Meade confided to his wife many personal evaluations. McClellan 'errs on the side of prudence and caution, and that a little more rashness on his part would improve his generalship.' (p.47) Towards Burnside "I never felt so disappointed and sorry for any one in my life as I did" for him; "he really seems to have even the elements against him." (p. 57) "Hooker has disappointed the army and myself in failing to show the nerve. . . . I am sorry for Hooker, because I like him and my relations have been agreeable with him; but I cannot shut my eyes to the fact that he has on this occasion [Chancellorsville] missed a brilliant opportunity." (p. 66)
As for Meade's own generalship, Rafuse provides quotations from both Rebel and Union generals, particularly E.P. Alexander and U.S. Grant, that express an appreciation of his competence and perception of duty. In the course of less than 200 pages, Ethan Rafuse has provided readable, even suspenseful, biography that will be enjoyed by both the buff and the scholar.
Wednesday, July 04, 2007
It appears that the first edition of Maps of Gettysburg by Bradley Godfried has sold out in its first week. The publisher, Savas Beattie, is putting out a second edition that will be available in early to middle August. Current orders at Amazon.com won't be shipped until then. One reader on the Gettysburg Discussion Group reports that Barnes and Noble has 33 in the warehouse; other readers state that the Farnesworth House in Gettysburg has several and Butternut and Blue will be bringing first edition copies to the vendors exposition in Gettyburg the weekend of July 7 and 8.
Savas Beatty, the publisher, has a few of the first edition left (as of July 6th). Their phone number is 916-941-6896.
An early quibble is with the title. "Why July 13th when the last CSA forces withdrew from Falling Waters, MD on July 14th?" asks George Frank, a Gettysburg Discussion Group member.

→ Data

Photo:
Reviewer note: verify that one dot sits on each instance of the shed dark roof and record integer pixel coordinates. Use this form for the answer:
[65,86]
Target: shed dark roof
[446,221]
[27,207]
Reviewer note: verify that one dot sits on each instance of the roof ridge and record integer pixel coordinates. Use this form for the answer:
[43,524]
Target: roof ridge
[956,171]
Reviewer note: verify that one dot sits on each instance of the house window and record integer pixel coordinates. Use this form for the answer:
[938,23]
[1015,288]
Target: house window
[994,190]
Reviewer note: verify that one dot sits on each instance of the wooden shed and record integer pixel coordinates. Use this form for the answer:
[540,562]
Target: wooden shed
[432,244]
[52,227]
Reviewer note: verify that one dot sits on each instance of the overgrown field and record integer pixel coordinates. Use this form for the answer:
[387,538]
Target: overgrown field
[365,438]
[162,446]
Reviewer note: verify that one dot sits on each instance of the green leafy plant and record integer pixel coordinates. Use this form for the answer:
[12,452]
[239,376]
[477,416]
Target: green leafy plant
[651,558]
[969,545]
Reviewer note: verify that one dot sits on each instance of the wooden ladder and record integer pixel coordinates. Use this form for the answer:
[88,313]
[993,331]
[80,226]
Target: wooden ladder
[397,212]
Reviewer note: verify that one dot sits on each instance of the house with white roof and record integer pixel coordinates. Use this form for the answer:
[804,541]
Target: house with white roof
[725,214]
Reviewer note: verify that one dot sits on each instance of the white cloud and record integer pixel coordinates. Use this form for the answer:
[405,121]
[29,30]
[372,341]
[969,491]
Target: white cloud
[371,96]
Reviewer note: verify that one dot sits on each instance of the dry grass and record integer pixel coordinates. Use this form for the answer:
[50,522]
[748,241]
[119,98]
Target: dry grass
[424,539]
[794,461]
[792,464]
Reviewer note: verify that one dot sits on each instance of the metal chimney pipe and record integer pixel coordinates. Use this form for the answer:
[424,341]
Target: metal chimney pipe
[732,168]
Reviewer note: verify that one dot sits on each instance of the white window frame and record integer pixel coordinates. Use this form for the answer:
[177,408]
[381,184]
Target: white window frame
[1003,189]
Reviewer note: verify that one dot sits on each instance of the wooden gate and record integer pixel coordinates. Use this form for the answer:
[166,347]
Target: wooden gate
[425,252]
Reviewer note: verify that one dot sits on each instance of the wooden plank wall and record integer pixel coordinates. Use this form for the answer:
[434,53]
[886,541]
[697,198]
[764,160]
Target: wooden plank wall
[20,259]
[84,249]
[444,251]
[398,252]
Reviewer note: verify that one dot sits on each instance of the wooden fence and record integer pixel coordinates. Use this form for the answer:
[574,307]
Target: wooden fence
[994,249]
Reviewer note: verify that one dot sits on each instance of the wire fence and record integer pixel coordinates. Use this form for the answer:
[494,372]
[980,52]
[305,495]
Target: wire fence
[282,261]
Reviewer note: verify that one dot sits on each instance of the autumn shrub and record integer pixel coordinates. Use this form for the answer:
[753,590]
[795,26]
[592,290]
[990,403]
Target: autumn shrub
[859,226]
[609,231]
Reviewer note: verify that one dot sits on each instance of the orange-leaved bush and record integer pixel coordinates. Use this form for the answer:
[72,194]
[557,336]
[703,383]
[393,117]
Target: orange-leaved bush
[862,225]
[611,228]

→ Aim of the exercise
Please carry on the page text about Civil War books from its last sentence.

→ Answer below
Also, Richard Faser of the Library Journal has a few quibbles:
One specific complaint about this book should be aired before all others: its title, The Maps of Gettysburg-rather than Maps of Gettysburg-implies that the maps contained herein have some official status or particular historical significance or are recognized as definitive in some way. In fact, they are the work of Gottfried (president, College of Southern Maryland).
Well executed in black-and-white, they have no particular quality that confers special importance upon them. The author provides 144 of these maps of the Gettysburg campaign and battle, each with a single-page commentary explaining the action rendered. Regiments are depicted as black or white blocks with appropriate numbers and state abbreviations, and terrain and roads are identified.
Perhaps the greatest oversight is that while the author provides details of space, he supplies none of time. Rarely does he offer any specific information about the duration of a given phase of the battle or what time of day it took place. In his cumulative overview of this abundantly studied battle, he never achieves the clarity for which he seems to be striving. For Civil War students and enthusiasts who already know enough about the subject, this book may be handy. An optional purchase for academic libraries.
The Civil War Librarian will follow the popular reception and the scholarly reviews.